[Your objective] Reproduce word for word the passage of the article on Letetra Widham's press conference that runs from "Letetra Widham, sister of Jacob Blake, says" to "that cruel act.".

[Text block]
.....

Letetra Widham, sister of Jacob Blake, says “I want change!”

By Kathy Durkin
August 31, 2020

Letetra Widham declared, “I don’t want your pity. I want change!” The sister of Jacob Blake gave an impassioned talk at an Aug. 25 press conference in Kenosha, Wis., the city where police shot her brother two days earlier. This horrific act set off protests there demanding “Justice for Jacob Blake!”

Letetra Widham, sister of Jacob Blake, speaks on Aug. 25 at press conference in Kenosha, Wis.

Blake, a 29-year-old African American, lies paralyzed in a hospital bed after being shot in the back seven times by a white police officer. Three of his six children watched this brutal attack. Outrageously, Blake was shackled to the bed until a public outcry stopped that cruel act.

Widham’s eloquent speech, which went viral, touched millions of people who are angered by endless racist police violence, including those who have taken to the streets to demand an end to this terror against the Black community and to systemic racism, while calling for justice for its victims.

“I am my brother’s keeper,” stressed Widham. “When you say the name Jacob Blake, make sure you say father; make sure you say cousin; make sure you say son; make sure you say uncle; but most importantly, make sure you say human. Let it marinate in your mind — a human life. We’re human, and his life matters.

“So many people have reached out to me, telling me they’re sorry this happened to my family. Don’t be sorry, because this has been happening to my family for a long time, longer than I can account for. It happened to Emmett Till. Emmett Till is my family,” she said, referring to the 14-year-old African American murdered by Klansmen in 1955 in Mississippi. “It happened to Philando, Mike Brown and Sandra,” naming three of the many African Americans killed by police bullets or while in police custody — Philando Castile, Michael Brown and Sandra Bland.

“This is not new,” said Widham. “I’m not sad. I’m not sorry. I’m angry. And I’m tired. I stopped crying years ago. I am numb. I have been watching police murder people that look like me for years. I’m also a Black history minor, so not only have I been watching this the 30 years I’ve been on this planet, but I’ve ‘been watching this’ for years before we were even alive.”

Jacob Blake Sr., told reporters, “They shot my son seven times like he didn’t matter. But my son matters. He’s a human being, and he matters.”

.....

[Listed records]
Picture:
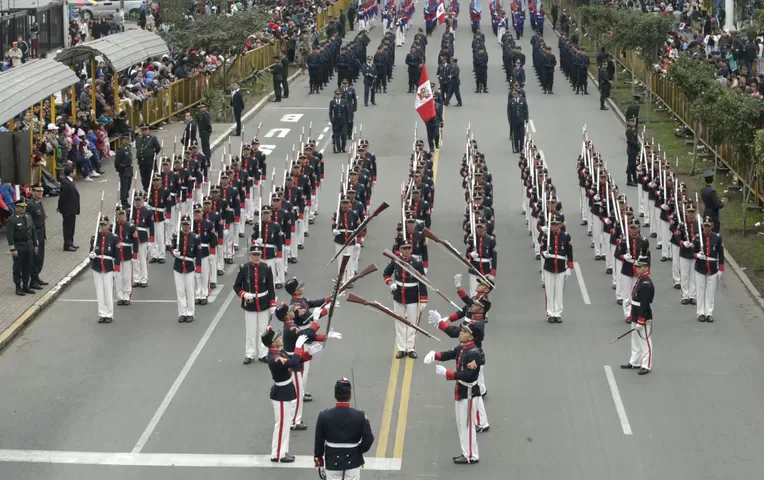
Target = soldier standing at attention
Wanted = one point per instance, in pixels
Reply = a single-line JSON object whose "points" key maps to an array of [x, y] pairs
{"points": [[343, 435], [22, 240]]}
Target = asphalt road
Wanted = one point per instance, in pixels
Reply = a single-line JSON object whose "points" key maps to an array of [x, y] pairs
{"points": [[72, 387]]}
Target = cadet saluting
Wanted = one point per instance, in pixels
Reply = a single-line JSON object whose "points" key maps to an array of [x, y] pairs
{"points": [[343, 435]]}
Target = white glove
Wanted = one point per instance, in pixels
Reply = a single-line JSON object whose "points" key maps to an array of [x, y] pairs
{"points": [[333, 334], [430, 357]]}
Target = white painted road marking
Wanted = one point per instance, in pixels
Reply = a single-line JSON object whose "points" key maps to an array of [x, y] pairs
{"points": [[182, 376], [581, 284], [617, 400], [175, 460]]}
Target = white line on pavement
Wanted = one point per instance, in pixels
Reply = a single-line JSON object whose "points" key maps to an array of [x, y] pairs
{"points": [[617, 400], [181, 376], [175, 460], [581, 284]]}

.....

[Exercise response]
Letetra Widham, sister of Jacob Blake, says “I want change!”

By Kathy Durkin
August 31, 2020

Letetra Widham declared, “I don’t want your pity. I want change!” The sister of Jacob Blake gave an impassioned talk at an Aug. 25 press conference in Kenosha, Wis., the city where police shot her brother two days earlier. This horrific act set off protests there demanding “Justice for Jacob Blake!”

Letetra Widham, sister of Jacob Blake, speaks on Aug. 25 at press conference in Kenosha, Wis.

Blake, a 29-year-old African American, lies paralyzed in a hospital bed after being shot in the back seven times by a white police officer. Three of his six children watched this brutal attack. Outrageously, Blake was shackled to the bed until a public outcry stopped that cruel act.